The problem: Copy out the data exactly, leaving the pictures behind.

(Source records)
⟨

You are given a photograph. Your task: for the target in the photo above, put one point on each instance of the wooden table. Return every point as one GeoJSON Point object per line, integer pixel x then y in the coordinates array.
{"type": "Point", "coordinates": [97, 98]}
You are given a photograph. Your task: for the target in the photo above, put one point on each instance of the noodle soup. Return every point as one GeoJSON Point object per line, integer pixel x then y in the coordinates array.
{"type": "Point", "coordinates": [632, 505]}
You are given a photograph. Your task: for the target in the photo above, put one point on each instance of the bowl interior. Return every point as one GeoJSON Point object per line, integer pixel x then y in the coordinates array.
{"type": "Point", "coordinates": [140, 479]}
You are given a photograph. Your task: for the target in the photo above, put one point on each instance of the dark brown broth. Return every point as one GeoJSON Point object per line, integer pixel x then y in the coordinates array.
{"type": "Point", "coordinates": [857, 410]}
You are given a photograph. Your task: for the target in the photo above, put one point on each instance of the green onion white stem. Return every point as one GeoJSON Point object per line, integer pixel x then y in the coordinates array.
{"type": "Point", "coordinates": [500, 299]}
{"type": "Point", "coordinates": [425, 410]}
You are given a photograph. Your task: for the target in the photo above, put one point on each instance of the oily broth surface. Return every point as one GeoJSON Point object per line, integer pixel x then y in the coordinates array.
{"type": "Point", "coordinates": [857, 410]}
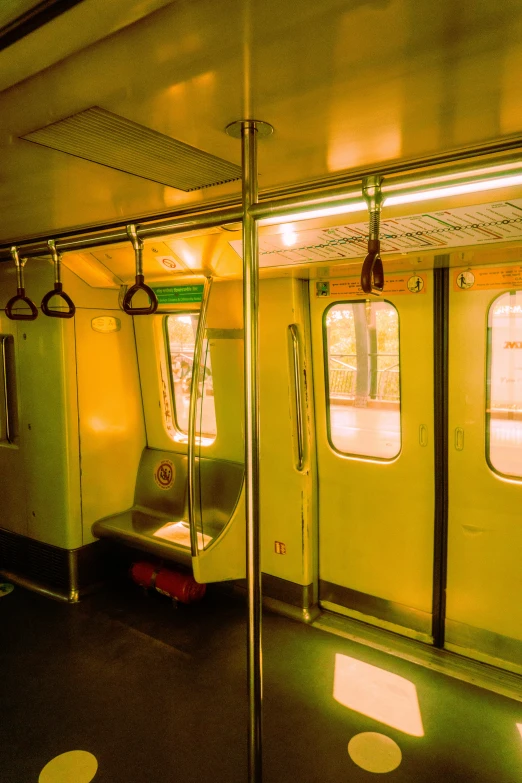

⟩

Response box:
You are given a photograph. Your task: for the target in the photo above, put one point on each instance of the wooden table. Return every point as one GeoJSON Point object per line, integer pixel x then y in the coordinates array.
{"type": "Point", "coordinates": [97, 98]}
You are given a photograph. Your task: for the target in the photo above, put one point on each instance of the noodle soup. Return every point as one GeoJSON Point object per line, integer pixel x then y in the coordinates array.
{"type": "Point", "coordinates": [632, 505]}
You are given a photograph. Your task: for the target in the photo above, put one point on each instance of the bowl interior. Return every point as one GeoJSON Point object per line, integer pixel x then y in the coordinates array.
{"type": "Point", "coordinates": [140, 479]}
You are given a photograph. Your task: for the target in the photo above, put one point on each instance of the dark brown broth. Return every point as one GeoJSON Point object per line, integer pixel x then y in the coordinates array.
{"type": "Point", "coordinates": [857, 410]}
You are given a photograph. Your task: for the target in the photo above, put one point on each instance of the green onion white stem. Return every point as one GeoJSON Point object per line, integer pixel x then y in the coordinates array.
{"type": "Point", "coordinates": [500, 299]}
{"type": "Point", "coordinates": [425, 410]}
You are given a photograph. Your task: for the target in the photo above, put one point on each instance of the oily broth surface. Return every point as one GeoJSON Point object per line, integer pixel x then y in the coordinates array.
{"type": "Point", "coordinates": [857, 410]}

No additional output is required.